→ **PAGE TEXT**:
START
About Leaders To Learn From

  • Leaders to Learn From is the only district recognition program run by a news organization.

    Nearly a decade ago Education Week began a project to spotlight some of the nation’s best K-12 district leaders—highlighting their innovative strategies, profiling their track records of success, and sharing their insights and successes with the field at large.

    From the beginning, we recognized that leadership in our nation’s districts takes many forms. Our annual profiles highlight all levels of district leadership: superintendents, food-service leaders, student services coordinators, counseling staff, budget officers, and transportation and facilities managers, among others.

    Our honorees have gone on to receive other national accolades and have become sought after experts and speakers in their respective fields. They include 2021 honorees Quincy Natay and Valerie Bridges, recently named the Superintendents of the Year in Arizona and North Carolina, respectively; Mohammed Choudhury, a member of the 2018 Leaders To Learn From class, who is now the Maryland state superintendent of schools; and Tiffany Anderson, a member of the 2015 class, who is now the Topeka, Kan., superintendent and a leading speaker on educating students experiencing poverty.

    Our 2022 Leaders spent weeks and years assembling the foundations to tackle the 2021-22 school year’s unparalleled challenges.
END
→ **ENTRIES SUPPLIED**:
START
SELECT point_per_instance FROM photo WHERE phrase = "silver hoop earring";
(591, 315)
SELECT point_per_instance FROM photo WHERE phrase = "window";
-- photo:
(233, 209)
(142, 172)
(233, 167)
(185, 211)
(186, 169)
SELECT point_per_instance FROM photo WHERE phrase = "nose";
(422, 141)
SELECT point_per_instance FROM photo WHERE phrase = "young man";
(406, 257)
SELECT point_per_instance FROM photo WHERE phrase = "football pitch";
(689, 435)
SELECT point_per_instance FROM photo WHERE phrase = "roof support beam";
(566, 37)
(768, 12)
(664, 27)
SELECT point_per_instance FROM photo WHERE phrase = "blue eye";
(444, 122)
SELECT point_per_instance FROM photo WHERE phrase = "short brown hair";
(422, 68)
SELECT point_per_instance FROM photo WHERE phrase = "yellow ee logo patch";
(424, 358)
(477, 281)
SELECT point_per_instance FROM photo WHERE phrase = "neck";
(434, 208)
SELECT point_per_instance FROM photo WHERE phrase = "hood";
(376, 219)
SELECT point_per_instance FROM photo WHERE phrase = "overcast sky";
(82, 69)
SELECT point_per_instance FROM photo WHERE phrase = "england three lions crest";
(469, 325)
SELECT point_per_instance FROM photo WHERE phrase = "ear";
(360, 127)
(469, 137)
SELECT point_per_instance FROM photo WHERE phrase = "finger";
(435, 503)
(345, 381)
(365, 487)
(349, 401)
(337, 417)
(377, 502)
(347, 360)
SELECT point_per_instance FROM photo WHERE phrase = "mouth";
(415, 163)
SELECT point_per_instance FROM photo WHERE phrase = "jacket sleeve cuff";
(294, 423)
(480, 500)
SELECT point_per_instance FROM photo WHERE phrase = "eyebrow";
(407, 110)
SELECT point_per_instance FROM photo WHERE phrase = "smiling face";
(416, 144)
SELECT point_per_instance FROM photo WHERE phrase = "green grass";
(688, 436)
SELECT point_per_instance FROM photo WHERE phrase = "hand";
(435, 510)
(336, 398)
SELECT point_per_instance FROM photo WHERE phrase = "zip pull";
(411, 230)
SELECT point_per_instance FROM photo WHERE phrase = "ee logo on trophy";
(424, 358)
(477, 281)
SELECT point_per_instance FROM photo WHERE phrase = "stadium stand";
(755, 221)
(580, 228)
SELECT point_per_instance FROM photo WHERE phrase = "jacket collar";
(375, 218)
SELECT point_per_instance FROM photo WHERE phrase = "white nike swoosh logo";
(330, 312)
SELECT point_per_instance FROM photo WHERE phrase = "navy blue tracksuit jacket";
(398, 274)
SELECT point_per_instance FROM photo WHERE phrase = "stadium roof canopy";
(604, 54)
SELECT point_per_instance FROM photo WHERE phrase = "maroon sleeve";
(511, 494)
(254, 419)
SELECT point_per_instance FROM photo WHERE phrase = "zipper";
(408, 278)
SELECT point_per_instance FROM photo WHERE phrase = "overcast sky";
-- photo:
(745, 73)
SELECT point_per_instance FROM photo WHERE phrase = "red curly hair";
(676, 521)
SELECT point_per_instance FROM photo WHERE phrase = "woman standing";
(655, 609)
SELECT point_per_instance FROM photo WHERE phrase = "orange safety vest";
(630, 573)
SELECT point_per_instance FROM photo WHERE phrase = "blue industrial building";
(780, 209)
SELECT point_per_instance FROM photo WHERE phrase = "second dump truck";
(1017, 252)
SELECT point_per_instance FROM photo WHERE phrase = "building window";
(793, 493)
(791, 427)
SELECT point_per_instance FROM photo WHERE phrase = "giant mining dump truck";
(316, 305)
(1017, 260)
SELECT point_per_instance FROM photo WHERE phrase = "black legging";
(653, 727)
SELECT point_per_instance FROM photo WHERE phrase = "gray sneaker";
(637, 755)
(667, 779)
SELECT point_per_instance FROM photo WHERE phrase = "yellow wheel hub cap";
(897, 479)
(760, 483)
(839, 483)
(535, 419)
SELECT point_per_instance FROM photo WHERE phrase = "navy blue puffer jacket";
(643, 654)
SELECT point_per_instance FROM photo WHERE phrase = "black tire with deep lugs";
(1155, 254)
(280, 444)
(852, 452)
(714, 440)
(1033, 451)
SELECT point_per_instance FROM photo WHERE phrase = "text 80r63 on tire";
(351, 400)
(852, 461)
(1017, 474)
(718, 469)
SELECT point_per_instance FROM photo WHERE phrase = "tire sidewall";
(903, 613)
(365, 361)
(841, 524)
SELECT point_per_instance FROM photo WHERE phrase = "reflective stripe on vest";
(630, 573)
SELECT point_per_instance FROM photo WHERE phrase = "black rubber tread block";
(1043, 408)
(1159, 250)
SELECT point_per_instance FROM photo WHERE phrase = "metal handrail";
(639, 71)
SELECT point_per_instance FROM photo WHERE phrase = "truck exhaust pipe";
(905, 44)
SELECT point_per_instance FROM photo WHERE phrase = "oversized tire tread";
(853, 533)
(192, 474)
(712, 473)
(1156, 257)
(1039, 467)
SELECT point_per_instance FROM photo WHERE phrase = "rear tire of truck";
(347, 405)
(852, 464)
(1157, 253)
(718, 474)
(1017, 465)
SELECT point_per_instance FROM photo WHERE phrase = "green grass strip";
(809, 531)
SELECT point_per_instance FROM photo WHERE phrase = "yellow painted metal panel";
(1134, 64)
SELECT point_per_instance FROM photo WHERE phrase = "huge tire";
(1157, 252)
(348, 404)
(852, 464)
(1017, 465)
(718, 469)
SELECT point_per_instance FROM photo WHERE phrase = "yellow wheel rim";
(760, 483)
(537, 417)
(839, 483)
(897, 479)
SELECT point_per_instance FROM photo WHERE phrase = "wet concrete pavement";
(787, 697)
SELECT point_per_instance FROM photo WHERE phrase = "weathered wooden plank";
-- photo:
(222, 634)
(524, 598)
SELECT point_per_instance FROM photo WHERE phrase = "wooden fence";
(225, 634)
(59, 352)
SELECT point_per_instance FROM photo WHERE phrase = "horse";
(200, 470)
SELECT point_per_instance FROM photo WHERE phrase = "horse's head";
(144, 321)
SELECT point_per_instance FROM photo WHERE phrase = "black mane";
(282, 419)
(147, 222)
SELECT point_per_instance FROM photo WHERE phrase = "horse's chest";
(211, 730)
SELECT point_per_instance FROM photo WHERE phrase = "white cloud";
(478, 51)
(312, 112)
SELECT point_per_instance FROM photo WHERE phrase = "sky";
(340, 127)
END
→ **WHAT YOU SHOULD DO**:
Answer these from the page text:
1. Which news organization started the recognition program?
2. Who from the 2018 class is now Maryland's state superintendent of schools?
3. In which state was Valerie Bridges named Superintendent of the Year?
The rows aren't needed for this.

→ **EXERCISE SOLUTION**:
1. Education Week
2. Mohammed Choudhury
3. North Carolina